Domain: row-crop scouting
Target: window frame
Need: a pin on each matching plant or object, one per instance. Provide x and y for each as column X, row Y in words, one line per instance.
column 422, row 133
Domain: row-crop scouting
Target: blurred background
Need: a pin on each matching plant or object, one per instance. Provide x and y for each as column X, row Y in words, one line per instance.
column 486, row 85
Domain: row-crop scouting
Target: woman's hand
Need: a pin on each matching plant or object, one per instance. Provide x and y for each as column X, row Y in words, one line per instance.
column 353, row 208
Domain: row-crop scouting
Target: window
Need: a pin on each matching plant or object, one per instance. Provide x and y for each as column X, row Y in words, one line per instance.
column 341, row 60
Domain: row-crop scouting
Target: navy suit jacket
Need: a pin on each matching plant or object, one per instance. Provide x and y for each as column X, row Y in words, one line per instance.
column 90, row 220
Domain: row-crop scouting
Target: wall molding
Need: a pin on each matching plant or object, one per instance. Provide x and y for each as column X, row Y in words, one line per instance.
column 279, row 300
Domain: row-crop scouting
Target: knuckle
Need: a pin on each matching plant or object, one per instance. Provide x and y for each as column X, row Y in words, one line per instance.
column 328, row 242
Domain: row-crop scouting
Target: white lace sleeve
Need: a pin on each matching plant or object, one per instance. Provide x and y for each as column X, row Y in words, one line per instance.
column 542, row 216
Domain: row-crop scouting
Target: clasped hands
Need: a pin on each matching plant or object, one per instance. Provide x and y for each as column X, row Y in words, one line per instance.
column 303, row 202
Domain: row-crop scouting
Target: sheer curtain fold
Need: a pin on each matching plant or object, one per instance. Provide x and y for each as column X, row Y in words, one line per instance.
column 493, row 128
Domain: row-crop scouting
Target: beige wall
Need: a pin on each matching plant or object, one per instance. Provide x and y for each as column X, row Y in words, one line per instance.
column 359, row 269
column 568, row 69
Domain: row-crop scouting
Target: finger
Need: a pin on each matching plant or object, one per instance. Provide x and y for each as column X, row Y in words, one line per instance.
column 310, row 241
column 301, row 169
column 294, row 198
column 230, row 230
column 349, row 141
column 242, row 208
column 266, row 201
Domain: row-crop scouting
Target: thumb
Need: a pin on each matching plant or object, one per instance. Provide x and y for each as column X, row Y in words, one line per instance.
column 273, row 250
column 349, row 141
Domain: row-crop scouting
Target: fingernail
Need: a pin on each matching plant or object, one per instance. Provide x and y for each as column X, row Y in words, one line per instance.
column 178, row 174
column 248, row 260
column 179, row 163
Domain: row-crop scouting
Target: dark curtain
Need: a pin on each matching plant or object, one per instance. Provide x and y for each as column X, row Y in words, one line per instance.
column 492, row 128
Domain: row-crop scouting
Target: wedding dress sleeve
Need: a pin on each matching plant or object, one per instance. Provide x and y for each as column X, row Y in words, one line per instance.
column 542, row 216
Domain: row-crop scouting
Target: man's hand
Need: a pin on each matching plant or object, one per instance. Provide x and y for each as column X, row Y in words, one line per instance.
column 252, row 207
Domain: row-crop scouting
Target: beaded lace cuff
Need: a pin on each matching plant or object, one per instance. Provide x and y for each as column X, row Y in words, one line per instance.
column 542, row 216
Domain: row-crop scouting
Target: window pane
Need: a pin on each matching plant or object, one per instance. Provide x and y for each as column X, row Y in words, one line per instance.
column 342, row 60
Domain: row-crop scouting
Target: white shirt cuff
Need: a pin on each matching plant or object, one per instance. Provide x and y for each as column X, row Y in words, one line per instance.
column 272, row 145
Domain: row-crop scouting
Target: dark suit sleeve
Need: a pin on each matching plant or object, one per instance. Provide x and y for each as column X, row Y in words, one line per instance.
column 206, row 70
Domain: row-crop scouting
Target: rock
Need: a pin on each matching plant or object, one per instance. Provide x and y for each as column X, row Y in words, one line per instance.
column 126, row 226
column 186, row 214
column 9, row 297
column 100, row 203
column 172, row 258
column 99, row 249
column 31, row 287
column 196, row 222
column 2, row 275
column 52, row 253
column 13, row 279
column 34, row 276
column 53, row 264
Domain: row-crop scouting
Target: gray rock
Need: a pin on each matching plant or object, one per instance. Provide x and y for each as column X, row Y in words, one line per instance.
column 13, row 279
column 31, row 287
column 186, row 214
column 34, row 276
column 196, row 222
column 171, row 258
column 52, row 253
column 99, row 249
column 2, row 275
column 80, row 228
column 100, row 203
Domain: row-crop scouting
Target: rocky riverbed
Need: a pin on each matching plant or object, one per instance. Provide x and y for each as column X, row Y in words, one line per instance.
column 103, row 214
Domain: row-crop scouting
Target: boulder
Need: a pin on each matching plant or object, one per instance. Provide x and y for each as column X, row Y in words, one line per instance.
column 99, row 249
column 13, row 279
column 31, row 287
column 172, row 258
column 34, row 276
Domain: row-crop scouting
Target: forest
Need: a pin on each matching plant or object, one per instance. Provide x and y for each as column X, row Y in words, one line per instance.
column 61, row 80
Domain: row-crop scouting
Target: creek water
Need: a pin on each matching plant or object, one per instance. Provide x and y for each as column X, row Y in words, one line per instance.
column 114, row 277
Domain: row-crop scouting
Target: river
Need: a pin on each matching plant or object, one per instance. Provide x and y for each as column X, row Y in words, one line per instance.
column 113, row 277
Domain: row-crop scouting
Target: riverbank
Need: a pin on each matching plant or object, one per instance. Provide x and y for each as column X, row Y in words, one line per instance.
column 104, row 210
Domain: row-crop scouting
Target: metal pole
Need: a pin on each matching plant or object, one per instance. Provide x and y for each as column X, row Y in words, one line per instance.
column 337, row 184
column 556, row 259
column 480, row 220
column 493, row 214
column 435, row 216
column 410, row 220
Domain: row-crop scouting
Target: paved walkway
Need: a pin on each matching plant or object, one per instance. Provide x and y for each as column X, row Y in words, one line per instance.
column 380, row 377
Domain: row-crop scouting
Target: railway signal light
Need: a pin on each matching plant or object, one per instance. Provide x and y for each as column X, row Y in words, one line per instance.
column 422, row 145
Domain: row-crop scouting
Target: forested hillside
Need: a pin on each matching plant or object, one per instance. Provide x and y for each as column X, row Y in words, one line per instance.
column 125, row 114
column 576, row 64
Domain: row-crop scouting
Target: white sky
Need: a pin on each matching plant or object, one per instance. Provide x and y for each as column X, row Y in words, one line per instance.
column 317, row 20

What you need to do
Pick out each of the lines above that contains the word "lace", and copy every one of them.

The response
Target: white lace sleeve
Target: beaded lace cuff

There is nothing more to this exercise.